Print all the records below, word for word and in full.

[Record excerpts — start]

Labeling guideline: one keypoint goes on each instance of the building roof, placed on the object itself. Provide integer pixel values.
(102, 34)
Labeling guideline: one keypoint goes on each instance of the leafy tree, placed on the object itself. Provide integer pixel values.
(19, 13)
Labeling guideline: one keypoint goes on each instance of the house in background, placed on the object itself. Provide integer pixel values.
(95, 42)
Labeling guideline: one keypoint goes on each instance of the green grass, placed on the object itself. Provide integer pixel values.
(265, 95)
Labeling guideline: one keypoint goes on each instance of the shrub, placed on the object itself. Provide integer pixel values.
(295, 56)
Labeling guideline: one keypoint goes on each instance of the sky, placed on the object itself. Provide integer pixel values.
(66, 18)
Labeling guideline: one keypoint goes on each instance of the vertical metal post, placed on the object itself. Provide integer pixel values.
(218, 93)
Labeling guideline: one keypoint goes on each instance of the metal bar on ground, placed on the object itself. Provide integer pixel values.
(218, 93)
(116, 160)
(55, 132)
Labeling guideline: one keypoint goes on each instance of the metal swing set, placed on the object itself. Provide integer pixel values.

[Record excerpts — finish]

§ Task response:
Labeling guideline: one keypoint goes on each instance of the building roof, placed on the object itself. Provide integer pixel values.
(102, 34)
Labeling guideline: one keypoint goes on each instance of the leafy tree, placed on the object itself. Provide integer pixel values.
(19, 13)
Labeling guideline: one keypoint goes on each instance of the house in background, placed on the object itself. Provide integer pixel values.
(95, 42)
Labeling guideline: one keypoint goes on each instance of the green grass, placed on the object itself. Provide integer pixel values.
(265, 95)
Labeling guideline: one keypoint goes on each instance of the shrub, placed on the object itself. Provide integer pixel values.
(295, 56)
Labeling guideline: one keypoint goes on each instance of the sky, placed on the object itself. Provide integer pixel values.
(66, 18)
Labeling guideline: one keypoint goes on each instance of the vertical metal post, placed on the object itself. Provide integer pixel values.
(218, 93)
Labeling guideline: one keypoint goes on each instance of the metal bar on ground, placed on the object itself. Provide integer pixel values.
(218, 93)
(116, 160)
(55, 132)
Labeling guideline: one keypoint goes on each instance of the metal swing set, placed on the object itself. Provide integer pixel values.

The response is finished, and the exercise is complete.